**Information shown:**
--------------------------------------------------
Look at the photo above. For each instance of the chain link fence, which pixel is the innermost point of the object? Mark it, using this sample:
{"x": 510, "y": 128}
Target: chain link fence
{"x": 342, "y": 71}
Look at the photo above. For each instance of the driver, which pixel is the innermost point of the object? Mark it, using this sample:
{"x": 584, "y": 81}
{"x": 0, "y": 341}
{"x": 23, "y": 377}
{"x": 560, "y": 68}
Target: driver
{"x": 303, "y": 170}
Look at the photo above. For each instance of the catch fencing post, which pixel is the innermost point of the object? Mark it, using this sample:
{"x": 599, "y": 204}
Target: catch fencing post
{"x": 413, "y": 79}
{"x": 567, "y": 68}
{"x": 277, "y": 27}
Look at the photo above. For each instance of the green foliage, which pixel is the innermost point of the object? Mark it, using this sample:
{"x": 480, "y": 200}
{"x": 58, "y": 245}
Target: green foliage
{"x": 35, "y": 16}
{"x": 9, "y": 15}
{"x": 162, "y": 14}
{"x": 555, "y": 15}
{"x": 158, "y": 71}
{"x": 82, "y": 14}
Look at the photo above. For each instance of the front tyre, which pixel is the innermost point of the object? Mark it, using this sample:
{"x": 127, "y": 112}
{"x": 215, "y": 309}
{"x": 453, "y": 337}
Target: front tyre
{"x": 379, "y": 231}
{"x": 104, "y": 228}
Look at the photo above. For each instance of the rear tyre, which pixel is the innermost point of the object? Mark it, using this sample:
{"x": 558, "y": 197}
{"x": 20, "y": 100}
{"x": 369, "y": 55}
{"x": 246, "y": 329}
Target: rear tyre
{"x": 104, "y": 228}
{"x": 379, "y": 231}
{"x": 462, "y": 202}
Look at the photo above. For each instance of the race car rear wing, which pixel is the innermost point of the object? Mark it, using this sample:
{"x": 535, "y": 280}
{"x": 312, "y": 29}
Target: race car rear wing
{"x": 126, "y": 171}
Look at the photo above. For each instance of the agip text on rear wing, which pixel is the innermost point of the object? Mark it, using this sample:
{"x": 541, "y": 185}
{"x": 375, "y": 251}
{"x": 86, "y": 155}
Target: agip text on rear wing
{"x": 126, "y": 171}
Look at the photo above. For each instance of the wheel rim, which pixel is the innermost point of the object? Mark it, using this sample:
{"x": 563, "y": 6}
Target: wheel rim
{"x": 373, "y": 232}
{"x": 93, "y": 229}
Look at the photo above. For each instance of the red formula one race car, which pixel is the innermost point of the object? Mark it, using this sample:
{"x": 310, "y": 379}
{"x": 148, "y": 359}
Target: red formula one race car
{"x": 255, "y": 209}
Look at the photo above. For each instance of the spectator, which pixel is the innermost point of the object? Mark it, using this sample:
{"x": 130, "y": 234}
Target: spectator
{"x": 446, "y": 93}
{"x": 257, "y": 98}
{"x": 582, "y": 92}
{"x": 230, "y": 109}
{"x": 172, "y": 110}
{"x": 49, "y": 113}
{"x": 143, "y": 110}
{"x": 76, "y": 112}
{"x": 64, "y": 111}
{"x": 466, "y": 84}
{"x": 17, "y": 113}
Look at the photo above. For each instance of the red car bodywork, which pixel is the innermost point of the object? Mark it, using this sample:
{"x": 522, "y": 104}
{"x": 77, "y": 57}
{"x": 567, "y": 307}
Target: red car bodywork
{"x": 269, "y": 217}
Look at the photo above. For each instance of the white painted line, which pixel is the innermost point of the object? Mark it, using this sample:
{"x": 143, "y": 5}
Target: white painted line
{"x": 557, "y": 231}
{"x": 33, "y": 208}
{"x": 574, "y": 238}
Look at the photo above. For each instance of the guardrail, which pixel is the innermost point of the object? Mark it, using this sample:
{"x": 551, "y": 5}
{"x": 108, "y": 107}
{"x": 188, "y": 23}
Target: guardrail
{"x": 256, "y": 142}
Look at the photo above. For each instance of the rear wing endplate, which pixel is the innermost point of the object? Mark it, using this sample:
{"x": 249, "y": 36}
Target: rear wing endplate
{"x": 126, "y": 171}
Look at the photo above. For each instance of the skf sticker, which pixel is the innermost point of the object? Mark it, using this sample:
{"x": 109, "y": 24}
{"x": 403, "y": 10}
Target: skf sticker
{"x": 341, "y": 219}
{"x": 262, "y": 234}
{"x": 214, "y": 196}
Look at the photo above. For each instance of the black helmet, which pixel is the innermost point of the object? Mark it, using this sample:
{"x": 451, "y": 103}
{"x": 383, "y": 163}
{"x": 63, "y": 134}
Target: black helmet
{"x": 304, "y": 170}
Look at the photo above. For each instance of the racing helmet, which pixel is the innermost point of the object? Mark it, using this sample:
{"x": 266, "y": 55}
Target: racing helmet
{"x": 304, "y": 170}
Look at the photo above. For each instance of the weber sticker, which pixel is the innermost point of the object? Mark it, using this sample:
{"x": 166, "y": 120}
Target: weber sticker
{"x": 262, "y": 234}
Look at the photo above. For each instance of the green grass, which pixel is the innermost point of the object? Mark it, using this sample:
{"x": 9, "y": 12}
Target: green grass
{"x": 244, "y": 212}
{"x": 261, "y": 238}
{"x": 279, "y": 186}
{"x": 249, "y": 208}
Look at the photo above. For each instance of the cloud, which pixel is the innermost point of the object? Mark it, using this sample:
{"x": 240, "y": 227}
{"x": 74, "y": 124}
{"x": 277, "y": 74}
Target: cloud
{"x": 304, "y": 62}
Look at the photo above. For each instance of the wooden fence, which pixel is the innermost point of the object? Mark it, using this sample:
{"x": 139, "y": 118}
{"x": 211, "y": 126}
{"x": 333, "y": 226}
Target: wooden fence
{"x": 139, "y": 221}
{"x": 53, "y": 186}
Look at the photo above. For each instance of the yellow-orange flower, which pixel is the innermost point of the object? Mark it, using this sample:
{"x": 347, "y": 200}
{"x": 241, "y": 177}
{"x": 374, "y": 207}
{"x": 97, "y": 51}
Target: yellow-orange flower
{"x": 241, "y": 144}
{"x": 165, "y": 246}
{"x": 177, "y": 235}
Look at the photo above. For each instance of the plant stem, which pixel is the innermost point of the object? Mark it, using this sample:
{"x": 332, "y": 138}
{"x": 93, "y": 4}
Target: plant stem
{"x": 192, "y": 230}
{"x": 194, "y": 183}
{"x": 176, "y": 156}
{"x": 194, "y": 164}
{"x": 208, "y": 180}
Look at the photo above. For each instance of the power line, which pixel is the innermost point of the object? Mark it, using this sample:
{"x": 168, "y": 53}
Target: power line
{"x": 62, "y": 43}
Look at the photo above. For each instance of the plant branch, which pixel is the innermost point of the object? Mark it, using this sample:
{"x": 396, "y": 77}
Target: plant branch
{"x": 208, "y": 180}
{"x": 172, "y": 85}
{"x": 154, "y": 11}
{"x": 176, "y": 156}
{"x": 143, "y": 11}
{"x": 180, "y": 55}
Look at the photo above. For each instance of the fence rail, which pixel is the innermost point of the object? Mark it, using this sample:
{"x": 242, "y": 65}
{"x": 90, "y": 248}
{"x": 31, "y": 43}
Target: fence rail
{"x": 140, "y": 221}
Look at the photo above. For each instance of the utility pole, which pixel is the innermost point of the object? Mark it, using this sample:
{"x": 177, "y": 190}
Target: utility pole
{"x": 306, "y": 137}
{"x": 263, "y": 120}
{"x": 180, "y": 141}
--------------------------------------------------
**Your task:**
Give the complete listing a second time, exactly as it reads.

**Answer for the task:**
Look at the photo above. For each instance of the chain link fence, which pixel is the innermost point of the object? Mark it, using this sample:
{"x": 510, "y": 128}
Target: chain link fence
{"x": 342, "y": 71}
Look at the photo above. For each instance of the driver, which pixel is the innermost point of the object? Mark it, using this sample:
{"x": 584, "y": 81}
{"x": 0, "y": 341}
{"x": 23, "y": 377}
{"x": 560, "y": 68}
Target: driver
{"x": 303, "y": 170}
Look at the photo above. For each instance of the catch fencing post, which pixel is the innermost point of the object? Mark it, using this sample:
{"x": 599, "y": 204}
Target: catch fencing post
{"x": 413, "y": 79}
{"x": 567, "y": 68}
{"x": 277, "y": 27}
Look at the photo above. For each instance of the green foliage, which pixel is the innermost point of the object? Mark it, using this sample:
{"x": 480, "y": 200}
{"x": 58, "y": 245}
Target: green foliage
{"x": 35, "y": 16}
{"x": 9, "y": 15}
{"x": 162, "y": 14}
{"x": 555, "y": 15}
{"x": 158, "y": 71}
{"x": 82, "y": 14}
Look at the photo above. For each instance of the front tyre, which pixel is the innermost point of the object? Mark it, using this sample:
{"x": 127, "y": 112}
{"x": 215, "y": 309}
{"x": 453, "y": 337}
Target: front tyre
{"x": 379, "y": 231}
{"x": 104, "y": 228}
Look at the photo above. For each instance of the rear tyre, which pixel is the innermost point of the object? Mark it, using this sample:
{"x": 558, "y": 197}
{"x": 20, "y": 100}
{"x": 369, "y": 55}
{"x": 246, "y": 329}
Target: rear tyre
{"x": 104, "y": 228}
{"x": 379, "y": 231}
{"x": 462, "y": 202}
Look at the photo above. For each instance of the race car rear wing, which pixel is the innermost point of the object? Mark it, using this sample:
{"x": 535, "y": 280}
{"x": 312, "y": 29}
Target: race car rear wing
{"x": 126, "y": 171}
Look at the photo above. For each instance of the agip text on rear wing, which pixel is the innermost point of the object? Mark it, using this sample:
{"x": 541, "y": 185}
{"x": 375, "y": 251}
{"x": 86, "y": 155}
Target: agip text on rear wing
{"x": 126, "y": 171}
Look at the photo above. For each instance of the wheel rim, which pixel is the innermost point of the object? Mark it, using this sample:
{"x": 563, "y": 6}
Target: wheel rim
{"x": 373, "y": 232}
{"x": 93, "y": 229}
Look at the photo above. For each instance of the red formula one race car, which pixel is the innermost point of the object? Mark it, using this sample:
{"x": 310, "y": 379}
{"x": 148, "y": 359}
Target: red formula one race car
{"x": 255, "y": 209}
Look at the photo above. For each instance of the spectator, which pixel is the innermost point of the object? Mark it, using this sample:
{"x": 130, "y": 234}
Target: spectator
{"x": 446, "y": 93}
{"x": 257, "y": 98}
{"x": 582, "y": 92}
{"x": 230, "y": 109}
{"x": 172, "y": 110}
{"x": 49, "y": 113}
{"x": 143, "y": 110}
{"x": 76, "y": 112}
{"x": 64, "y": 111}
{"x": 466, "y": 84}
{"x": 17, "y": 113}
Look at the photo above. For each instance of the red car bodywork, which pixel is the innermost point of the object? Mark it, using this sample:
{"x": 522, "y": 104}
{"x": 77, "y": 57}
{"x": 567, "y": 307}
Target: red car bodywork
{"x": 269, "y": 217}
Look at the photo above. For each instance of the white painted line, which pixel is the innermost point of the object? Mark it, using this sample:
{"x": 143, "y": 5}
Target: white painted line
{"x": 557, "y": 231}
{"x": 33, "y": 208}
{"x": 574, "y": 238}
Look at the photo above. For each instance of the guardrail, which pixel is the innermost point of the object? Mark it, using this sample:
{"x": 551, "y": 5}
{"x": 108, "y": 107}
{"x": 188, "y": 23}
Target: guardrail
{"x": 256, "y": 142}
Look at the photo above. For each instance of the rear wing endplate, which pixel is the innermost point of the object? Mark it, using this sample:
{"x": 249, "y": 36}
Target: rear wing endplate
{"x": 126, "y": 171}
Look at the photo above. For each instance of the skf sticker, which pixel is the innermost point of the object? Mark it, using this sample:
{"x": 109, "y": 24}
{"x": 403, "y": 10}
Target: skf sticker
{"x": 341, "y": 219}
{"x": 262, "y": 234}
{"x": 214, "y": 196}
Look at the photo above. For each instance of the black helmet, which pixel is the innermost point of the object? Mark it, using this sample:
{"x": 451, "y": 103}
{"x": 383, "y": 163}
{"x": 63, "y": 134}
Target: black helmet
{"x": 304, "y": 170}
Look at the photo above. For each instance of the racing helmet, which pixel is the innermost point of the object? Mark it, using this sample:
{"x": 266, "y": 55}
Target: racing helmet
{"x": 304, "y": 170}
Look at the photo above. For each instance of the weber sticker, which pixel is the innermost point of the object? Mark it, using this sample:
{"x": 166, "y": 120}
Target: weber sticker
{"x": 262, "y": 234}
Look at the photo above. For each instance of the green grass, which pixel is the innermost point of the object? Mark it, using this sample:
{"x": 9, "y": 12}
Target: green grass
{"x": 244, "y": 212}
{"x": 261, "y": 238}
{"x": 279, "y": 186}
{"x": 249, "y": 208}
Look at the photo above. For each instance of the cloud, which pixel is the innermost point of the object? Mark it, using this sample:
{"x": 240, "y": 227}
{"x": 74, "y": 124}
{"x": 277, "y": 74}
Target: cloud
{"x": 304, "y": 62}
Look at the photo above. For each instance of the wooden fence, which pixel is the innermost point of the object? Mark it, using this sample:
{"x": 139, "y": 118}
{"x": 211, "y": 126}
{"x": 333, "y": 226}
Target: wooden fence
{"x": 139, "y": 221}
{"x": 53, "y": 186}
Look at the photo above. For each instance of the yellow-orange flower, which pixel is the innermost point of the object? Mark it, using this sample:
{"x": 347, "y": 200}
{"x": 241, "y": 177}
{"x": 374, "y": 207}
{"x": 97, "y": 51}
Target: yellow-orange flower
{"x": 241, "y": 144}
{"x": 165, "y": 246}
{"x": 177, "y": 235}
Look at the photo above. For each instance of the plant stem, which pixel is the innermost point of the object? Mark it, using this sample:
{"x": 332, "y": 138}
{"x": 93, "y": 4}
Target: plant stem
{"x": 192, "y": 230}
{"x": 194, "y": 183}
{"x": 176, "y": 156}
{"x": 194, "y": 164}
{"x": 208, "y": 180}
Look at the photo above. For each instance of the power line, which pixel is the innermost point of the object? Mark it, using this sample:
{"x": 168, "y": 53}
Target: power line
{"x": 62, "y": 43}
Look at the photo above. For each instance of the plant branch, which pixel is the innermost point of the object? Mark it, using this sample:
{"x": 396, "y": 77}
Target: plant branch
{"x": 208, "y": 180}
{"x": 172, "y": 85}
{"x": 154, "y": 11}
{"x": 176, "y": 156}
{"x": 143, "y": 11}
{"x": 180, "y": 55}
Look at the photo above. For each instance of the fence rail, which pixel is the innermost point of the object? Mark it, using this sample:
{"x": 242, "y": 65}
{"x": 90, "y": 248}
{"x": 31, "y": 43}
Target: fence rail
{"x": 140, "y": 221}
Look at the photo above. For each instance of the utility pole, which pixel is the innermost point of the object? Mark it, using this sample:
{"x": 177, "y": 190}
Target: utility pole
{"x": 306, "y": 137}
{"x": 263, "y": 120}
{"x": 180, "y": 141}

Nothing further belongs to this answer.